### Task directions
Convert the records below into a two-column CSV with the header row instruction,answer and one row for each record. Put each record's text under instruction and its answer under answer, wrap each field in double quotes, replace line breaks with spaces, and omit the pictures.

### Source data
------------------------------------------------------------

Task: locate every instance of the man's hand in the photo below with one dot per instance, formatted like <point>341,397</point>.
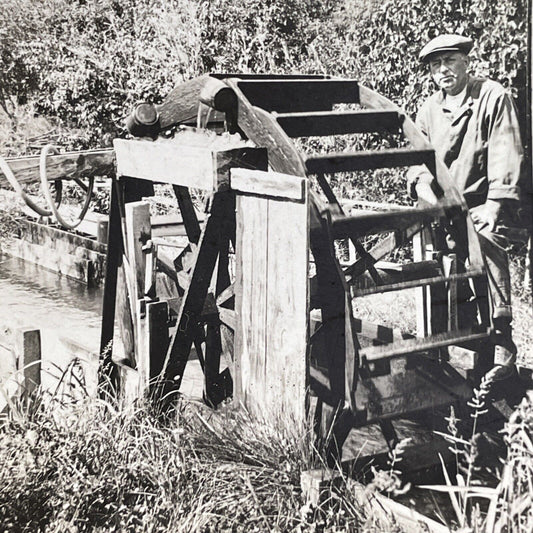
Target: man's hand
<point>487,215</point>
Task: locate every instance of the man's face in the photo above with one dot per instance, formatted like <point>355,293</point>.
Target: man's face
<point>449,71</point>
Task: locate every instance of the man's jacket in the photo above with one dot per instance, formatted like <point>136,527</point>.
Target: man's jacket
<point>479,142</point>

------------------------------------------------------------

### Exercise answer
instruction,answer
"Task: locate every instance of the man's hand in the photo below with one dot per instance, formatted like <point>341,397</point>. Target: man's hand","<point>487,215</point>"
"Task: locate every instance of the man's face in the photo above with one dot per instance, formatted like <point>355,293</point>. Target: man's face","<point>449,71</point>"
"Task: locate every instance of the man's jacket in the photo above with one dot per instance, formatted like <point>136,527</point>. Target: man's jacket","<point>479,142</point>"